What the exercise asks: Return all of the material, keeping each line exactly as it is.

Exercise data:
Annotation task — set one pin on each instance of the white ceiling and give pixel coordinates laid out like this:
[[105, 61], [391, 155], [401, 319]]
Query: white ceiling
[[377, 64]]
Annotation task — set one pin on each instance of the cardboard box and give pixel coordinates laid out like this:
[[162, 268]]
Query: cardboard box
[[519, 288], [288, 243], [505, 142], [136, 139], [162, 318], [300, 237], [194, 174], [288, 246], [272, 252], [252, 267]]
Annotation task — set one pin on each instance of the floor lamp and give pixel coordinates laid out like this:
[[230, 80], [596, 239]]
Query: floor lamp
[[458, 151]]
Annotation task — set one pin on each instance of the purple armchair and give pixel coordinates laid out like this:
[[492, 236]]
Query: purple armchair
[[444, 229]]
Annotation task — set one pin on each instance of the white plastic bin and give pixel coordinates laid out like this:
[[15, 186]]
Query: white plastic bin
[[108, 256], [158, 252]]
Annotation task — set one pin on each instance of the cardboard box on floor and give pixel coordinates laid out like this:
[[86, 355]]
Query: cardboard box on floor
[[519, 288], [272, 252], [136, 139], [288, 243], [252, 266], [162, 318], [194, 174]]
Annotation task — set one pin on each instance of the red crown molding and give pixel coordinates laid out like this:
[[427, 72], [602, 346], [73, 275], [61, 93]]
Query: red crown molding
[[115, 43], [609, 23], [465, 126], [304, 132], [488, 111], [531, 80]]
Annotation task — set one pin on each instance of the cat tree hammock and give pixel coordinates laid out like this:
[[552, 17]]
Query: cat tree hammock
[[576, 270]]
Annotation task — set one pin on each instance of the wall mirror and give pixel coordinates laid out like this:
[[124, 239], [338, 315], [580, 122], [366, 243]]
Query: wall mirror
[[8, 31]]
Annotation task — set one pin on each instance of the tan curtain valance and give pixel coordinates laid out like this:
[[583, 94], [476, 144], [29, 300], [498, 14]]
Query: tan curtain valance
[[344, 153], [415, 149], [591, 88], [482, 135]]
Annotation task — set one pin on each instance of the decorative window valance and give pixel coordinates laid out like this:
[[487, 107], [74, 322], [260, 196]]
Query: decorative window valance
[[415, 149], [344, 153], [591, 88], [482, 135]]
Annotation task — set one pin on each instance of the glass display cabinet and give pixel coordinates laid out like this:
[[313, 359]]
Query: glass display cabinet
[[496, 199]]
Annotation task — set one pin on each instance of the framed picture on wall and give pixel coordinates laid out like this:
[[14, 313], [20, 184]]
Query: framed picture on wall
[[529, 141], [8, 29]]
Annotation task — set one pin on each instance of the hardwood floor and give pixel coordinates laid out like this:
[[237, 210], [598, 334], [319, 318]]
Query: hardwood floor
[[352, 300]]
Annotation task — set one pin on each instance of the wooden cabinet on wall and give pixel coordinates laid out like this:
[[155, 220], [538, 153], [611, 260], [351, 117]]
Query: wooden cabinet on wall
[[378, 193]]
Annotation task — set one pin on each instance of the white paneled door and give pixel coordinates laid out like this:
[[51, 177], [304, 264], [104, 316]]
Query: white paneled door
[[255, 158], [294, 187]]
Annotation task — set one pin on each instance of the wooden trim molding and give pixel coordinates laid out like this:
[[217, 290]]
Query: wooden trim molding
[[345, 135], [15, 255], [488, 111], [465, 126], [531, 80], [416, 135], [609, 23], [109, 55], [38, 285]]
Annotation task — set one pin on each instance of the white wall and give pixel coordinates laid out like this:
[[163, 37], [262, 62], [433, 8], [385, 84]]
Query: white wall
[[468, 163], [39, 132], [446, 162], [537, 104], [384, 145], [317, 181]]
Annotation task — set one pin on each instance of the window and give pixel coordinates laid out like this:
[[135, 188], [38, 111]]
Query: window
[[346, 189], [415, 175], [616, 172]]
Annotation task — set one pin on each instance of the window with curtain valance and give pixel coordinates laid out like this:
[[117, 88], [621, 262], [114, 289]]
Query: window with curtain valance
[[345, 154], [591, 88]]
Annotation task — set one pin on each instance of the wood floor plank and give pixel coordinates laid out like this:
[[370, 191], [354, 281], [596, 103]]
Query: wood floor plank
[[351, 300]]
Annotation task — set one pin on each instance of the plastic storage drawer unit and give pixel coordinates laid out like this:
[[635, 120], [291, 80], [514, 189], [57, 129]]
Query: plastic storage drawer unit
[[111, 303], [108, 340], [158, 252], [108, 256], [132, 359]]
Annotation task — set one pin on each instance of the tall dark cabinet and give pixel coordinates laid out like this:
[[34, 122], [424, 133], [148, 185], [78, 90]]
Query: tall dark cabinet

Answer to the exercise:
Annotation task — set one pin on each instance of the white ceiling and give pixel coordinates laid out like this:
[[105, 61], [391, 155], [401, 319]]
Query: white ceiling
[[377, 64]]
Annotation task — set one pin on each instance of the cardboard box and give pixel coordinates laid out like this:
[[162, 268]]
Query: cardboard box
[[519, 288], [288, 243], [505, 142], [136, 139], [162, 318], [300, 237], [194, 174], [288, 246], [272, 252], [252, 267]]
Annotation task — set one pin on each instance of the floor lamp and give pixel coordinates laid out like this:
[[230, 80], [596, 239]]
Query: floor lamp
[[458, 151]]
Annotation task — set one pin on each instance of the purple armchair and give pixel coordinates laid out like this:
[[492, 236]]
Query: purple armchair
[[444, 229]]
Annotation task — set one pin on each instance of the white plastic bin and give pixel coordinates laid out like this:
[[15, 186]]
Query: white plastic bin
[[108, 256], [158, 252]]
Annotation task — set one pin on each instance of the cardboard box on floor and give pixel coordinates laid out like this:
[[86, 355]]
Query: cardboard box on floor
[[519, 288], [272, 252], [136, 139], [288, 243], [252, 266], [162, 318], [194, 174]]
Annotation task — set one pin on each instance of the red crown molding and give pixel coordinates laid out like this:
[[427, 72], [602, 346], [73, 275], [61, 93]]
Query: red crown molding
[[115, 43], [609, 23], [465, 126], [304, 132], [488, 111], [531, 80]]
Annotation task — set one pin on each instance of the cat tree hammock and give pixel coordinates laid out like this:
[[552, 17]]
Query: cat tree hammock
[[576, 270]]
Annotation task — set one pin on each instance of the wall mirror and give pixel coordinates laid out like this:
[[124, 239], [338, 315], [580, 122], [366, 243]]
Query: wall mirror
[[8, 31]]
Annotation task — set one pin on each instance of the tan curtain valance and give pixel coordinates laid out like this:
[[583, 94], [476, 144], [29, 300], [498, 14]]
Query: tan curtain valance
[[344, 153], [415, 149], [591, 88], [482, 135]]
Annotation task — set one pin on each instance of the decorative window valance and give pixel coordinates laid out like this:
[[487, 107], [74, 322], [260, 196]]
Query: decorative window valance
[[415, 149], [344, 153], [591, 88], [482, 135]]
Annotation task — set one pin on each instance of the glass display cabinet and give pixel coordinates laid out like this:
[[313, 359]]
Query: glass display cabinet
[[496, 199]]
Annotation task — set one pin on each instance of the framed picture on wall and give pixel coordinates laid out like this:
[[14, 313], [20, 184]]
Query: framed picture on wall
[[529, 141], [8, 29]]
Annotation task — set one pin on each instance of the hardwood floor and give pixel coordinates laid out like this:
[[237, 210], [598, 334], [319, 318]]
Query: hardwood floor
[[352, 300]]
Annotation task — set one pin on each instance of the wooden cabinet on wall and give pixel coordinates laid out like this:
[[155, 220], [538, 153], [611, 260], [351, 117]]
Query: wooden cabinet on wall
[[378, 193]]
Annotation task — set one pin on each instance of the white paneled door and give pixel coordinates laid out like this:
[[51, 177], [304, 264], [104, 316]]
Query: white paneled door
[[255, 158], [294, 187]]
Annotation task — set one pin on each instance of the wooden trim molding and give pixel coordinates laid out like this:
[[217, 290]]
Query: wooden trim molding
[[345, 135], [15, 255], [488, 111], [465, 126], [531, 80], [416, 135], [609, 23], [109, 55], [38, 285]]
Annotation task — set one pin on each instance of the white wall and give pixel coordinates laid out like this:
[[163, 37], [262, 62], [433, 8], [385, 84]]
Query: white wall
[[468, 163], [39, 132], [446, 162], [537, 104], [384, 145], [317, 181]]
Annotation task — set one pin on each instance of the window and give pixel coordinates laid out like this:
[[135, 188], [38, 111]]
Query: window
[[346, 189], [415, 175], [616, 172]]
Annotation task — set one pin on each instance of the window with curtain valance and give pixel coordinates laid out like this:
[[117, 88], [621, 262], [114, 289]]
Query: window with curtain valance
[[345, 154], [591, 88]]
Annotation task — set one pin on each instance of the wood floor plank and give pixel coordinates laid out like this:
[[370, 191], [354, 281], [596, 103]]
Query: wood floor plank
[[351, 300]]
Annotation task — set one pin on each instance of the plastic storage drawer unit and give pixel coordinates laid out like this:
[[635, 120], [291, 80], [514, 189], [57, 129]]
Query: plastic storage drawer unit
[[111, 303], [108, 340], [158, 252], [108, 256], [132, 359]]
Annotation task — set one pin on each instance of the tall dark cabinet and give pixel coordinates laid out like this:
[[34, 122], [424, 133], [148, 185], [78, 90]]
Query: tall dark cabinet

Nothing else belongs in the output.